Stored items
»»

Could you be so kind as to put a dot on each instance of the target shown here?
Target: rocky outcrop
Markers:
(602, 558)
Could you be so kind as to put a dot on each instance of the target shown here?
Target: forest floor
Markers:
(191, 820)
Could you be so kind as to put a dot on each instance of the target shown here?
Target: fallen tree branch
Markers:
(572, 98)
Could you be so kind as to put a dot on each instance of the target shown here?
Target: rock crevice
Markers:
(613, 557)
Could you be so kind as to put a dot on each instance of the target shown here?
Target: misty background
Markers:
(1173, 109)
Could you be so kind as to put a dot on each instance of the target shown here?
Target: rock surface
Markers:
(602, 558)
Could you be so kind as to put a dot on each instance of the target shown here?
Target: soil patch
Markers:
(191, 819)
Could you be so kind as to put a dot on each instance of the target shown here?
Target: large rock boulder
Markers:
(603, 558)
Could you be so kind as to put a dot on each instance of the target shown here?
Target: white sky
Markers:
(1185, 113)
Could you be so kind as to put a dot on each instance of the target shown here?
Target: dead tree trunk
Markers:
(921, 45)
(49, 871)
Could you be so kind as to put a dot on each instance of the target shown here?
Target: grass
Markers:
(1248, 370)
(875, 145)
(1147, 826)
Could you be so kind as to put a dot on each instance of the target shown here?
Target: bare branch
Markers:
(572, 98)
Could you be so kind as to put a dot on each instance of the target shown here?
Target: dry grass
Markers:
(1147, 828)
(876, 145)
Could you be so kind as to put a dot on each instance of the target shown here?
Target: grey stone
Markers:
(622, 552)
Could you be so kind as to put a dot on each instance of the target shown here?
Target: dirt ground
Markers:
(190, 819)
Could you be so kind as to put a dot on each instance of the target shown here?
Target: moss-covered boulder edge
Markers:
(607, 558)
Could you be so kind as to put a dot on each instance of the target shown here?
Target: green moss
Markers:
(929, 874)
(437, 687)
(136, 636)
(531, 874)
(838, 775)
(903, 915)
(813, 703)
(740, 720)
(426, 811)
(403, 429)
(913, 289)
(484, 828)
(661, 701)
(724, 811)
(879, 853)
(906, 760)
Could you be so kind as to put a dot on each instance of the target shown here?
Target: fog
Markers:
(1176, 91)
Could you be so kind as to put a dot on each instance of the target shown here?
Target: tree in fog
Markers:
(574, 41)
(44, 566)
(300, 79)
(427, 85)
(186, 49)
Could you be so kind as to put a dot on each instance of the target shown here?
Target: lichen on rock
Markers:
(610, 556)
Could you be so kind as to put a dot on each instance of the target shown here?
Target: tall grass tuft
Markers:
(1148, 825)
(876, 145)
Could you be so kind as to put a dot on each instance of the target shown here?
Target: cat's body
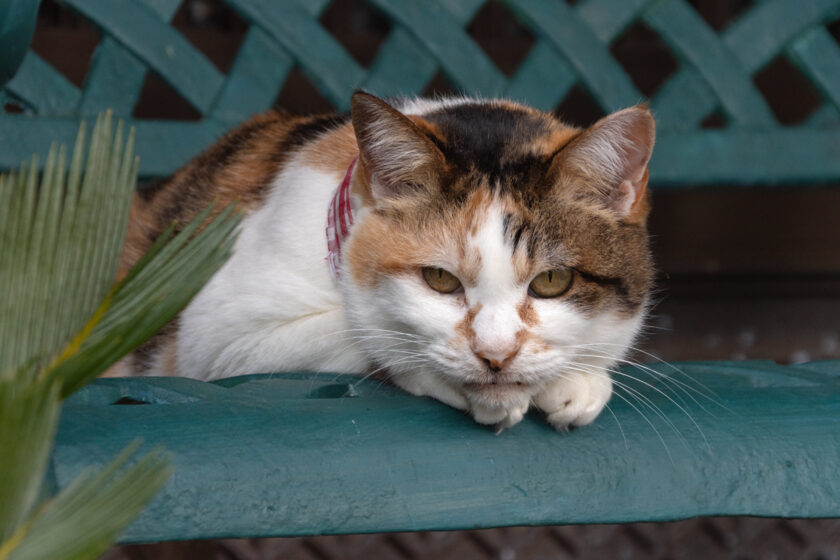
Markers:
(485, 195)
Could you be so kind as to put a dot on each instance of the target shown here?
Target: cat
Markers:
(479, 252)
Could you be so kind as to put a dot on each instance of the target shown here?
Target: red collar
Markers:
(339, 220)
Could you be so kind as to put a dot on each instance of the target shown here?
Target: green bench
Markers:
(289, 454)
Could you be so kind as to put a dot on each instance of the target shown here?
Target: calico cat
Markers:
(476, 251)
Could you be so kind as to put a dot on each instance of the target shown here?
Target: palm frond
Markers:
(150, 296)
(63, 321)
(89, 514)
(28, 417)
(60, 242)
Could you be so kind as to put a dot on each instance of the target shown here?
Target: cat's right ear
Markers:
(396, 154)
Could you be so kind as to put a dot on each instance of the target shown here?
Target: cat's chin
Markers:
(496, 392)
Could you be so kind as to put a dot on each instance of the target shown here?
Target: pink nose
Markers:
(496, 360)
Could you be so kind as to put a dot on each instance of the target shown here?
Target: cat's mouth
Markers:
(493, 385)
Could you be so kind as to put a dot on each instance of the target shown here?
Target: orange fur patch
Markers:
(527, 313)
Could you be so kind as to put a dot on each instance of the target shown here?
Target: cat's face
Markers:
(498, 250)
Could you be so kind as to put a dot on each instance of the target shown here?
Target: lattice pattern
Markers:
(730, 538)
(571, 48)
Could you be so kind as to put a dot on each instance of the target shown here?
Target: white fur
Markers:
(275, 307)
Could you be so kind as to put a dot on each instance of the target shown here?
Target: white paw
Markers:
(501, 416)
(424, 385)
(575, 400)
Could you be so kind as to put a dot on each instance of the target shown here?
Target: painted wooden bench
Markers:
(289, 454)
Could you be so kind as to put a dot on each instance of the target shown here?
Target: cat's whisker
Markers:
(677, 384)
(658, 360)
(618, 423)
(705, 392)
(641, 398)
(646, 419)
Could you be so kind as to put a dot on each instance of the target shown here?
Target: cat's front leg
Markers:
(575, 399)
(423, 384)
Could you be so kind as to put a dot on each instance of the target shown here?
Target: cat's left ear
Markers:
(395, 152)
(612, 157)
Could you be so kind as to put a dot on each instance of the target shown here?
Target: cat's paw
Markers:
(501, 417)
(574, 400)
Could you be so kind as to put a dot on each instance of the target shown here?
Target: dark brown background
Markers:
(744, 273)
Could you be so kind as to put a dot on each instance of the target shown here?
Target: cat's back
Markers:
(239, 168)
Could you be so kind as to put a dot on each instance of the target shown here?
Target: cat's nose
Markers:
(496, 360)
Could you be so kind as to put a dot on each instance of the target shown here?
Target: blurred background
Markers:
(743, 273)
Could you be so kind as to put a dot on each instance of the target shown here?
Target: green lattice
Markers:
(572, 48)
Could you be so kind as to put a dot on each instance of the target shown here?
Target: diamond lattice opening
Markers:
(645, 58)
(714, 120)
(719, 14)
(834, 28)
(439, 86)
(790, 95)
(358, 27)
(158, 100)
(579, 108)
(65, 40)
(299, 96)
(500, 35)
(213, 28)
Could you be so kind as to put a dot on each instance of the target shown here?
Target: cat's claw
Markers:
(575, 400)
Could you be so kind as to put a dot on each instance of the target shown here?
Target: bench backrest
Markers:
(572, 48)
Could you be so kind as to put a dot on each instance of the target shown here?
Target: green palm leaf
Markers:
(63, 321)
(90, 513)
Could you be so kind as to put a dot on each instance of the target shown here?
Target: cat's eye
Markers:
(440, 280)
(551, 283)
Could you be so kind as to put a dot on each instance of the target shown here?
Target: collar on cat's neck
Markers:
(339, 220)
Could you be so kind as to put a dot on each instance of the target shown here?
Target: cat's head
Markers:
(496, 248)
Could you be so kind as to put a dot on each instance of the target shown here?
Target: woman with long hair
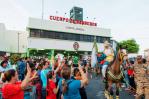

««

Challenge: Pick out every line in the listing above that contains the string "background", and copy each one.

Response:
Target: misty background
Target: dark brown background
Target: blurred background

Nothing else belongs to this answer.